ASSIGNMENT ▸ Only an exact repetition of every entry counts as the answer.

= Beginning of Section =

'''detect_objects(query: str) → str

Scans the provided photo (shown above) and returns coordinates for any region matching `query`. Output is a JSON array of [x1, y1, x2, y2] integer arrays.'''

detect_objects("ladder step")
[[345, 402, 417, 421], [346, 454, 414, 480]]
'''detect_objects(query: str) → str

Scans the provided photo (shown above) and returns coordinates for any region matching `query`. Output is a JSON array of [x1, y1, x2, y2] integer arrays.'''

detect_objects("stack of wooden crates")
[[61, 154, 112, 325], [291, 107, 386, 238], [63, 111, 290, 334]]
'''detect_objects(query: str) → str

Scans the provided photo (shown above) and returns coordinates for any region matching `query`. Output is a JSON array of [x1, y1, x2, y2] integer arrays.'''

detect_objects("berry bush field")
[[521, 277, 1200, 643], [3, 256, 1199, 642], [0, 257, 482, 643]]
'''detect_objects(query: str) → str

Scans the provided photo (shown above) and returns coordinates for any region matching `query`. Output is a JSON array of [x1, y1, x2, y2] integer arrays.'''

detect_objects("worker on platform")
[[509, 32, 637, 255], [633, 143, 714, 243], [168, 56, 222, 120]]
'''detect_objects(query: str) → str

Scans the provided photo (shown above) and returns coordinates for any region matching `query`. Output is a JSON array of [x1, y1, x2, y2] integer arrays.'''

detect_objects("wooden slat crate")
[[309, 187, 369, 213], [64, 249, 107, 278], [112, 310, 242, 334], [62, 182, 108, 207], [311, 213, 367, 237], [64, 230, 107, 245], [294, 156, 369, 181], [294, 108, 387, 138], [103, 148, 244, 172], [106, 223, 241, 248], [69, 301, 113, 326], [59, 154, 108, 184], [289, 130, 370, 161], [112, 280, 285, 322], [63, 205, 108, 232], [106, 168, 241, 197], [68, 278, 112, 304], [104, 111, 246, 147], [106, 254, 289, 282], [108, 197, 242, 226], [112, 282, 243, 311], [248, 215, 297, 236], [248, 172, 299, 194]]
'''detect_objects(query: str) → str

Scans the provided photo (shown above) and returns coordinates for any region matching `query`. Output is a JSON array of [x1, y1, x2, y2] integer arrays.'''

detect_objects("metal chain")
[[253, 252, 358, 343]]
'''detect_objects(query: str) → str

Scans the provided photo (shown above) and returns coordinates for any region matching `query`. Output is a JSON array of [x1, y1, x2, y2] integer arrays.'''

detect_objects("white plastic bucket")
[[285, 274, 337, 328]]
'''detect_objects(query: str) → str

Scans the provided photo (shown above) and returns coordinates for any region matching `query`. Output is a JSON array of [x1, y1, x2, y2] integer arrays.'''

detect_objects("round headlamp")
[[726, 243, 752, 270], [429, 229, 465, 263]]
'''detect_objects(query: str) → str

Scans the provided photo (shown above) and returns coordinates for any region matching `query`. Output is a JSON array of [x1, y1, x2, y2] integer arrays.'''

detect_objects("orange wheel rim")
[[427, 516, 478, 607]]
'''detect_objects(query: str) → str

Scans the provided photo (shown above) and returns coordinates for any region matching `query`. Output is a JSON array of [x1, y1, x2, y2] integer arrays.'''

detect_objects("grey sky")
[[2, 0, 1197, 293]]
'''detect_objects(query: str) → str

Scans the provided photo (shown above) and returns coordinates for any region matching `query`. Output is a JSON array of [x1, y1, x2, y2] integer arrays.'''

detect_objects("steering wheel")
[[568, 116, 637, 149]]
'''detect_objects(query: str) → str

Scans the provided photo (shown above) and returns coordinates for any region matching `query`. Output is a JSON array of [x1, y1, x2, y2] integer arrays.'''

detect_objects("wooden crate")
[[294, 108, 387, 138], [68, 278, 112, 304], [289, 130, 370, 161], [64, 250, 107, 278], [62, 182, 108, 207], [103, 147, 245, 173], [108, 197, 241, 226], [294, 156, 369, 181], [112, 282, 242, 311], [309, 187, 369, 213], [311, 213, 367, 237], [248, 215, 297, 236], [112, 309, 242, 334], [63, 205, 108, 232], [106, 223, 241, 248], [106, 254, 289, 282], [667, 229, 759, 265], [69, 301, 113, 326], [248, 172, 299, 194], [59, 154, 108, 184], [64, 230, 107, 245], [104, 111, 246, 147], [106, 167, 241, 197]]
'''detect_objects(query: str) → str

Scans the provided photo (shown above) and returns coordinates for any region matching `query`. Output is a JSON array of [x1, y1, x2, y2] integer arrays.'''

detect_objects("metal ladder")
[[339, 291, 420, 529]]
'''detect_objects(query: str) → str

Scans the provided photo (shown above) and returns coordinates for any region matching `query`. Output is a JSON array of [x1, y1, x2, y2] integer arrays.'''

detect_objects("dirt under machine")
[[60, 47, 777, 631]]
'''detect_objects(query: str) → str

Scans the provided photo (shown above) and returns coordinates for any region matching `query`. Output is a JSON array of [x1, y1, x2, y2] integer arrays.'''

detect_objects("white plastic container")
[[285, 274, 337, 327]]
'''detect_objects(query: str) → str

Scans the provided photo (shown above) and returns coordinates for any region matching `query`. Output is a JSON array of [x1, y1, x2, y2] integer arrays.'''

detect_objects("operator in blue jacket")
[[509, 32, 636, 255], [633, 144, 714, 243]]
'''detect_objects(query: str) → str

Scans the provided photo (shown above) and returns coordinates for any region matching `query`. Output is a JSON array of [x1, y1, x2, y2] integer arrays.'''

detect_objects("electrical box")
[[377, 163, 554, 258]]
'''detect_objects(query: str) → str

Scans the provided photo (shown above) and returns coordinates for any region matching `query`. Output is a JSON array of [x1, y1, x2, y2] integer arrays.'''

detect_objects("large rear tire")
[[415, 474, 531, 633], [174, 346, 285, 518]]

= End of Section =

REPLY TO THE EXERCISE ▸
'''detect_objects(query: str) → str

Scans the provided photo (shown above) and returns coordinates for any region matching `query`. Output is a JSON array of [x1, y1, x2, y2] integer arrays.'''

detect_objects("ladder step")
[[345, 402, 417, 421], [346, 454, 414, 480]]
'''detect_objects(query: str) → str

Scans the provided photo (shown above) and returns coordinates for any region matching `query`. Output is a JSON array of [x1, y1, x2, y2] integer arrays.'''

detect_objects("stack of wooden crates")
[[61, 154, 112, 325], [291, 107, 386, 238], [63, 111, 290, 334]]
'''detect_objects(query: str) → str

Scans the provided photo (shown above) and returns coordinates for any region matching `query`. Output is a JSON array of [x1, y1, x2, y2] integer arrays.'''

detect_objects("berry bush field")
[[521, 277, 1200, 643], [3, 256, 1199, 642], [0, 257, 482, 643]]
'''detect_objects(query: str) → str

Scans the provided photo (shown above) and returns coordinates for any region matching `query`. Output is a JSON array of [x1, y1, x2, y2] integer arrays.'''

detect_objects("worker on platform")
[[509, 32, 637, 255], [633, 143, 714, 243], [168, 56, 222, 120]]
'''detect_objects(query: str) → str

Scans the provided photo (shown above) and returns coordinates for any region matching `query`. Output is a JSON array of [x1, y1, x2, y2] integer arrays.'''

detect_objects("wooden slat crate")
[[309, 187, 369, 213], [64, 249, 107, 278], [112, 310, 242, 334], [62, 182, 108, 207], [311, 213, 367, 237], [64, 230, 107, 245], [294, 156, 369, 181], [294, 108, 387, 138], [103, 148, 244, 172], [106, 223, 241, 248], [69, 301, 113, 326], [59, 154, 108, 184], [289, 130, 370, 161], [112, 280, 285, 322], [63, 205, 108, 232], [106, 168, 241, 197], [68, 278, 112, 304], [104, 111, 246, 147], [106, 254, 289, 282], [108, 197, 242, 226], [112, 282, 243, 311], [248, 215, 297, 236], [248, 172, 299, 194]]
'''detect_objects(query: str) → str

Scans the provided photo (shown above) and returns coordinates for any region matching `query`. Output is a JSON array of [x1, y1, x2, y2] integer arrays.'''

detect_objects("metal chain")
[[253, 252, 358, 343]]
'''detect_objects(query: str) → str

Scans the provided photo (shown above) and returns coordinates for any region matching `query`. Output is a JSON array of [x1, y1, x2, y2] integer arrays.'''

detect_objects("white plastic bucket")
[[285, 274, 337, 328]]
'''detect_objects(query: str) → str

Scans the provided photo (shown above) and returns coordinates for any region matching `query`. Output is a JSON array of [x1, y1, x2, y2] integer arrays.'''

detect_objects("round headlamp")
[[726, 243, 752, 270], [429, 229, 465, 263]]
'''detect_objects(query: str) → str

Scans the provided photo (shown above) and returns coordinates for any region matching `query`. Output is a JSON array of [x1, y1, x2, y2] integer arrays.'''

detect_objects("orange wheel rim")
[[427, 516, 478, 607]]
'''detect_objects(query: str) → str

Scans the provided photo (shown above) and returns coordinates for any region matching `query`. Output is a JSON array of [x1, y1, x2, y2] integer arrays.'''

detect_objects("grey sky")
[[2, 0, 1197, 293]]
'''detect_objects(query: str) → str

Scans the provided photo (shown above) and returns coordinates for any region matching `query`. Output is a JSON array of [x1, y1, x2, y2] integer arrays.'''

detect_objects("steering wheel")
[[568, 116, 637, 149]]
'''detect_objects(query: str) → str

Scans the provided photo (shown above) and returns coordinates for any region matching `query`. Output is a JSON array of [x1, y1, x2, y2] integer arrays.'''

detect_objects("wooden crate")
[[294, 108, 387, 138], [68, 278, 112, 304], [289, 130, 370, 161], [64, 250, 107, 278], [62, 182, 108, 207], [103, 147, 245, 173], [108, 197, 241, 226], [294, 156, 369, 181], [112, 282, 242, 311], [309, 187, 369, 213], [311, 213, 367, 237], [248, 215, 297, 236], [112, 309, 242, 334], [63, 205, 108, 232], [106, 223, 241, 248], [106, 254, 289, 282], [667, 229, 759, 265], [69, 301, 113, 326], [248, 172, 299, 194], [59, 154, 108, 184], [64, 230, 107, 245], [104, 111, 246, 147], [106, 167, 241, 197]]
'''detect_objects(query: str) → str

Scans the provided photo (shown above) and returns coordinates for any region matching `query`. Output is a JSON array of [x1, y1, x2, y2] integer arrays.'''

detect_objects("metal ladder")
[[339, 291, 420, 529]]
'''detect_objects(query: str) → str

Scans the provided photo (shown above) and returns coordinates for any region matching `query`. Output is a JSON array of [x1, y1, x2, y2] integer arrays.'''

detect_objects("dirt under machine")
[[60, 47, 777, 631]]
'''detect_objects(query: str) → str

Scans the provided photo (shown above) and returns coordinates for any region matching `query`. Output is a JSON array of [x1, y1, x2, y2] integer arrays.'''

detect_objects("white plastic container")
[[285, 274, 337, 327]]
'''detect_objects(query: str) → str

Scans the provided photo (shown above) and returns coordinates for any region matching `query`. Output is a JSON array of [x1, y1, x2, y2] integer arrays.'''

detect_objects("operator in blue jacket")
[[509, 32, 636, 255], [633, 144, 714, 243]]
'''detect_objects(query: str) → str

Scans the provided photo (shown above) and returns coordinates for any region matching `query`. Output is a JSON array of [x1, y1, x2, y2] integer arrays.'''

detect_objects("electrical box")
[[377, 163, 554, 258]]
'''detect_objects(query: str) → str

Scans the provided photo (shown above) and returns coordinates for any region matching `query`. Output is a JSON array of [x1, y1, x2, y2] integer arrays.'''

detect_objects("large rear tire")
[[415, 474, 531, 633], [174, 346, 285, 518]]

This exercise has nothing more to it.